## [Provided entries]
□ □ □ □ □

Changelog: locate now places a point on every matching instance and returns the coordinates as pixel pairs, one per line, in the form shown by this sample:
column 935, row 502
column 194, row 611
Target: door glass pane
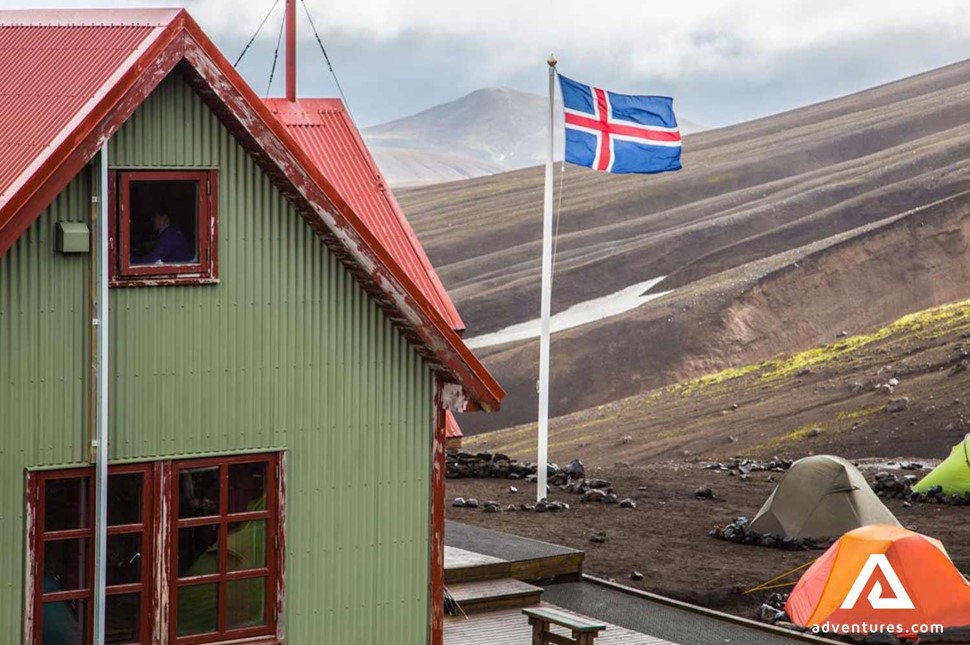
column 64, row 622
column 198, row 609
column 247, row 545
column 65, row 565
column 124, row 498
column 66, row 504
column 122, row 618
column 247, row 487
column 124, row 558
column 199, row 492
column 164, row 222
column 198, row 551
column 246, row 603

□ □ □ □ □

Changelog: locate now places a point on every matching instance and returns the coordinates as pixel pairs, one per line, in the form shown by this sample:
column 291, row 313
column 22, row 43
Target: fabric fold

□ □ □ □ □

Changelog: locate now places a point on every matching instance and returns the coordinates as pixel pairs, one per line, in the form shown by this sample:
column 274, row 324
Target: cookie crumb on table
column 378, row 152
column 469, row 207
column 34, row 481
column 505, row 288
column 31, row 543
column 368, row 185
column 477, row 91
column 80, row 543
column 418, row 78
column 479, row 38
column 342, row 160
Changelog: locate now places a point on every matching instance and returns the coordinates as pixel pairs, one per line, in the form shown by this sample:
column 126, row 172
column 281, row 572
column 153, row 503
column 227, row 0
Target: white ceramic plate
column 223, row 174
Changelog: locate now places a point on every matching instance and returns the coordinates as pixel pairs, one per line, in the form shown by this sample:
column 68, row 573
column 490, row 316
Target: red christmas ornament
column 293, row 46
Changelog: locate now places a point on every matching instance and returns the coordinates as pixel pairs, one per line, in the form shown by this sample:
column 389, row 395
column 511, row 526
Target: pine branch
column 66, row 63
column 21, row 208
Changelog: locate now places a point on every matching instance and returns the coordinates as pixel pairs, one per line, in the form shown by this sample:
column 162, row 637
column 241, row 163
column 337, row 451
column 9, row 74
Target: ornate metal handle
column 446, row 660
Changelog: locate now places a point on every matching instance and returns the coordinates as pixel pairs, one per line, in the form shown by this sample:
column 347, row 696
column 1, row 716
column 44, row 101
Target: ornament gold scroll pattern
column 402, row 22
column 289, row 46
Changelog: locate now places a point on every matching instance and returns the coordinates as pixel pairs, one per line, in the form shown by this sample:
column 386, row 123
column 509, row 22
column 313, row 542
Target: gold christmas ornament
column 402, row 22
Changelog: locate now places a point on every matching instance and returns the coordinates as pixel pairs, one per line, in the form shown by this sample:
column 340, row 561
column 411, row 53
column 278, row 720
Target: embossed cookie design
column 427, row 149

□ □ □ □ □

## [Written instruction]
Find every line above that contains the string "ornament", and copy each one in full. Matching is case-sensitive.

## [Output of the task]
Target: red christmas ornament
Target: ornament gold scroll pattern
Target: gold christmas ornament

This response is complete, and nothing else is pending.